Gather all lines in the data that hold the string "fallen".

◆ **Records provided**:
::::
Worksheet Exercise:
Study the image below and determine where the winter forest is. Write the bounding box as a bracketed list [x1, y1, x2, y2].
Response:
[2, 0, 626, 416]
::::
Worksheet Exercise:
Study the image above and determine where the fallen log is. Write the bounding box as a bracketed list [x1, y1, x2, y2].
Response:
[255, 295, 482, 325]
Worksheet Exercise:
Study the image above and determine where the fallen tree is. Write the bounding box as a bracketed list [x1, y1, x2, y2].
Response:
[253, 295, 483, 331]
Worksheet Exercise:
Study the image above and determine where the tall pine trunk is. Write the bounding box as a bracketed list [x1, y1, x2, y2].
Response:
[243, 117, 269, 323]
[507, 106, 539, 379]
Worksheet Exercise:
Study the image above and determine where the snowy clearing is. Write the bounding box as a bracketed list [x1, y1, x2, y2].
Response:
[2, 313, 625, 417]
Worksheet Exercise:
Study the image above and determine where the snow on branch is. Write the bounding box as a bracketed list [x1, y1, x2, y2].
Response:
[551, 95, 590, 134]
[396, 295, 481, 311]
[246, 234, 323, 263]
::::
◆ **Your solution**:
Study the image above and determine where the fallen log is. Write the bounding box as a bracketed list [x1, y1, x2, y2].
Study the image above and determine where the fallen tree is. Write the bounding box as a bracketed list [x1, y1, x2, y2].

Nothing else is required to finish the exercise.